[Position identification records]
◆ ◆ ◆ ◆

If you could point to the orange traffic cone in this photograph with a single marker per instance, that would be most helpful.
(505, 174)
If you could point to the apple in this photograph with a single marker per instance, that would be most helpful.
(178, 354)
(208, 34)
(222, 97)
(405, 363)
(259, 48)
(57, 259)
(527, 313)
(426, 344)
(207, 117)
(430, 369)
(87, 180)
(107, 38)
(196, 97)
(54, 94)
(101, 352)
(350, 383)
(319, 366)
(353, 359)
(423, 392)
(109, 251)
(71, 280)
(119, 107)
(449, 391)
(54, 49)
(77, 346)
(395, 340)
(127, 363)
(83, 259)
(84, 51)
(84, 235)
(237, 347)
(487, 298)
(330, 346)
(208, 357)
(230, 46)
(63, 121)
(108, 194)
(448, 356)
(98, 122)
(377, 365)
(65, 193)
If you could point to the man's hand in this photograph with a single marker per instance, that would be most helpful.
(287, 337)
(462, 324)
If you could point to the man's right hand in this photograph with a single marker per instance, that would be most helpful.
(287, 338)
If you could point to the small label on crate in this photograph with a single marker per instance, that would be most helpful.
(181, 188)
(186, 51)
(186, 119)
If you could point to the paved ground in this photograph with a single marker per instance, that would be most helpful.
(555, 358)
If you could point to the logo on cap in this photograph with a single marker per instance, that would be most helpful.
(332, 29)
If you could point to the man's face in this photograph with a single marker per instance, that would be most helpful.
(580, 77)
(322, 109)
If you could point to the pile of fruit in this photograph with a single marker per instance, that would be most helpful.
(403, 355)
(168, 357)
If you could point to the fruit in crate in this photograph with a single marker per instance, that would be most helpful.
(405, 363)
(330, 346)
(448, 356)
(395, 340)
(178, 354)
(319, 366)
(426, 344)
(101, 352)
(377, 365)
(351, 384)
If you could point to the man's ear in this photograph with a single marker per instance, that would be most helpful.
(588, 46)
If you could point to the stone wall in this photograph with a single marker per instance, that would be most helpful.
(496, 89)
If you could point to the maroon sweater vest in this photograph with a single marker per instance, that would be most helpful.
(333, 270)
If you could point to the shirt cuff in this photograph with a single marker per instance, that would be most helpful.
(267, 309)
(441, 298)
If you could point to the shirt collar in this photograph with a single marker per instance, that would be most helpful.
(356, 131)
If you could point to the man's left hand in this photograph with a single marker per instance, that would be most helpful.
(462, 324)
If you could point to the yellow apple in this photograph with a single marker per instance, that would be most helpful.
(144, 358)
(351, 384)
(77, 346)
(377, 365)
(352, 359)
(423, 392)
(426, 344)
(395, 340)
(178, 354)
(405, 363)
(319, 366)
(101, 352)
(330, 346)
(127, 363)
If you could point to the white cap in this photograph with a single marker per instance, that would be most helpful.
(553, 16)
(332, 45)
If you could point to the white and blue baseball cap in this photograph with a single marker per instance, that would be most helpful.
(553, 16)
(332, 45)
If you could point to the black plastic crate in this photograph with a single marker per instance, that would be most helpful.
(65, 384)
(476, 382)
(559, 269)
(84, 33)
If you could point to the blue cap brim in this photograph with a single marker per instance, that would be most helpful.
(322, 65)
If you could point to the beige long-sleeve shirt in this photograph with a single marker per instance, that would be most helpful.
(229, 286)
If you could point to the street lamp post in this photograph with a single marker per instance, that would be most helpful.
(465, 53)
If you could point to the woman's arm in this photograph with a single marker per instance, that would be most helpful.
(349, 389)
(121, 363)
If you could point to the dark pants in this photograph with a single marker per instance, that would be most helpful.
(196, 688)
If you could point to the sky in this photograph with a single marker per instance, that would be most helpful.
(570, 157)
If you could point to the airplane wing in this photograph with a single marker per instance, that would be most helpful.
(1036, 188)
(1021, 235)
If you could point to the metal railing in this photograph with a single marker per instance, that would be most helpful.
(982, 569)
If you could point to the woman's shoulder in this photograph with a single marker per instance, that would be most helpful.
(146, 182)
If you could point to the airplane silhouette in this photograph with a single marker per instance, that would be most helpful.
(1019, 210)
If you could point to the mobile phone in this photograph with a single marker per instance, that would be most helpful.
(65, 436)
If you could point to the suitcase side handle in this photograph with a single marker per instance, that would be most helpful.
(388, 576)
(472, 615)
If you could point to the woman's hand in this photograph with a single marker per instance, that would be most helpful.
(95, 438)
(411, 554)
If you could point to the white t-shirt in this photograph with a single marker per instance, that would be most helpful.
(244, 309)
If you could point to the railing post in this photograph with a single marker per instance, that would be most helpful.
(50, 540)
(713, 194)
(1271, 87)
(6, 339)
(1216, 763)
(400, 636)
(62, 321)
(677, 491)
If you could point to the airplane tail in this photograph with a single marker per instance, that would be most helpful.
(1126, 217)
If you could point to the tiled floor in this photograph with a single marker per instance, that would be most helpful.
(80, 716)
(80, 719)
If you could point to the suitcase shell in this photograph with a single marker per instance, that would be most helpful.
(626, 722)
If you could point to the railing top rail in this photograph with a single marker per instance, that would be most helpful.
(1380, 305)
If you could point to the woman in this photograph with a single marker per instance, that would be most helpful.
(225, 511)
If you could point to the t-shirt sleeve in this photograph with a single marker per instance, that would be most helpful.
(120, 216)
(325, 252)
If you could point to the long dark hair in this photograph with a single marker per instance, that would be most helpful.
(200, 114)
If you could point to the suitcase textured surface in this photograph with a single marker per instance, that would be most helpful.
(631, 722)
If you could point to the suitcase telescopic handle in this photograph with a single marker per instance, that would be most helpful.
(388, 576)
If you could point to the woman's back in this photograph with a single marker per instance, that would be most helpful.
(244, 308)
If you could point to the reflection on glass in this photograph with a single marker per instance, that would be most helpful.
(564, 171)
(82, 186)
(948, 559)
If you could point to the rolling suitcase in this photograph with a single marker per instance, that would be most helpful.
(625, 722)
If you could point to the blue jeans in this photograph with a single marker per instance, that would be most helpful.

◆ ◆ ◆ ◆

Please return the lines of the records above unchanged, starting at the line that contains "If you could point to the metal" and ending at the line that contains "(1019, 210)".

If you could point to the metal railing in this photograph with a single marker per instance, that would be most helpful.
(982, 569)
If you could point to the woman's shoulder in this photograph with a single marker per instance, that would be most helpful.
(146, 182)
If you could point to the airplane silhouette in this photograph with a single marker per instance, that would be most helpful.
(1019, 210)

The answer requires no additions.